_Given text_

Building a funded start up is a unique experience. If you’re more used to bootstrapping your way to victory then you’ll know that a tight cash position makes that journey a paced one.

But what happens when you inject that picture with significant free cashflow?

Add millions in fresh funding into the mix and you’d expect all of those frustrations and challenges to evaporate. But the reality can look very different indeed.

It’s a situation we come up against time and time again; founders so focused on the ‘raise’ that they freeze once the money lands and the realisation hits that real money – and the expectation and pressure that comes with it – can create as many problems as it does solutions.

As a proactive venture business run by entrepreneurs, we know what both routes look, and feel, like and so we wanted to pen this post to help those readying themselves for life before, during and, critically, immediately after a game-changing raise.

Early stage

But before we dive in deep it is also important to point out what stage we are talking about here as advice and rules about raising from Series A onwards clearly looks very different (and are the subject of a post for later this year).

Our main EIS Fund focuses on early-stage businesses, who are often raising their first or second external money rounds at pre-seed and seed. They may previously have taken in a small amount of cash from friends and family or angels but will still be very early from a revenue perspective.

All this means that any money will have been raised on the promise of growth; so, let’s look at the steps needed to achieve it, irrespective of what you are building…

What do newly minted start-ups spend their money on?

This is a good question and one a lot of prospective founders want to know the answer to, after all, the best way to learn the path of least resistance is to follow that of others.

Working within a fund allows you to see those journeys played over and over again across a glorious mix of businesses and industries and share that best practice across the portfolio.

_Parts of the exercise_
A. Decide whether each statement agrees with the post about funded start-ups, answering yes or no and quoting the words of the post that settle it: (i) The main EIS Fund concentrates on businesses raising from Series A onwards. (ii) The business behind the post is run by entrepreneurs. (iii) The post itself gives the advice and rules for raising from Series A onwards.
B. Write out word for word the stretch of the post about funded start-ups from "Building a funded" through "very different indeed.".
These items come from a separate source, unrelated to the text.

_Collection entries_
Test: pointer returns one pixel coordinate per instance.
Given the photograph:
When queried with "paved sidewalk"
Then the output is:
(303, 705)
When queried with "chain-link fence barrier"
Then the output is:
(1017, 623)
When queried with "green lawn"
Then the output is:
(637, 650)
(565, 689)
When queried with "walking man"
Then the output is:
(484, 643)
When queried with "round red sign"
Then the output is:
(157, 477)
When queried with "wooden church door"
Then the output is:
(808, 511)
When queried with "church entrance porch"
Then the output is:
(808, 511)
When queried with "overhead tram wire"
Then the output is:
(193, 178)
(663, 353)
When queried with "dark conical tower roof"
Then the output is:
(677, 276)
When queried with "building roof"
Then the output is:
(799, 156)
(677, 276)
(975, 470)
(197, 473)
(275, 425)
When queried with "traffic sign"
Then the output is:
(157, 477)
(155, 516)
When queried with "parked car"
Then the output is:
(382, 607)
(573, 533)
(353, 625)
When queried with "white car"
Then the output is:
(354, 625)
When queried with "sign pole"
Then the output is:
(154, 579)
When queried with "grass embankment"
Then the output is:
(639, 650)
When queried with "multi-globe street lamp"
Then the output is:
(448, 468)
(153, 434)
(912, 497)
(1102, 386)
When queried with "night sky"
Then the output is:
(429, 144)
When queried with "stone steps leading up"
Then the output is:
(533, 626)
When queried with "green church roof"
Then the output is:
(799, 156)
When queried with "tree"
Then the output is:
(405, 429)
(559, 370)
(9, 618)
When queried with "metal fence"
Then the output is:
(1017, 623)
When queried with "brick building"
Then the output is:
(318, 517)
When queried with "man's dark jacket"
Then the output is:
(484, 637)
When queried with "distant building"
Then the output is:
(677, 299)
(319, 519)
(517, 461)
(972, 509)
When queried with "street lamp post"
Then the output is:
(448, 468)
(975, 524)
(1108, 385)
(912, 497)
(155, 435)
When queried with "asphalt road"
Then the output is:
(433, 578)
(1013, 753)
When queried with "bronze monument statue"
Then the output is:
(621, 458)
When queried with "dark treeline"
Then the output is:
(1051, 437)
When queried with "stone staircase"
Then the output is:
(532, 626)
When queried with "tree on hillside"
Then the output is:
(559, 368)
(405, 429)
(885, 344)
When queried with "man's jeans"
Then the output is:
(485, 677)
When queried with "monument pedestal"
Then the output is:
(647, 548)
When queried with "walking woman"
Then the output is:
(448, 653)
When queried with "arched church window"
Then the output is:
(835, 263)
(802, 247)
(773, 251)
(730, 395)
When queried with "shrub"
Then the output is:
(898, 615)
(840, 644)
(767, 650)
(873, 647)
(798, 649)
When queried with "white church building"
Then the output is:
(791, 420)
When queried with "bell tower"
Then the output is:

_Solutions to each task_
A.
(i) No: "Our main EIS Fund focuses on early-stage businesses, who are often raising their first or second external money rounds at pre-seed and seed."
(ii) Yes: "As a proactive venture business run by entrepreneurs"
(iii) No: "advice and rules about raising from Series A onwards clearly looks very different (and are the subject of a post for later this year)"

B.
Building a funded start up is a unique experience. If you’re more used to bootstrapping your way to victory then you’ll know that a tight cash position makes that journey a paced one.

But what happens when you inject that picture with significant free cashflow?

Add millions in fresh funding into the mix and you’d expect all of those frustrations and challenges to evaporate. But the reality can look very different indeed.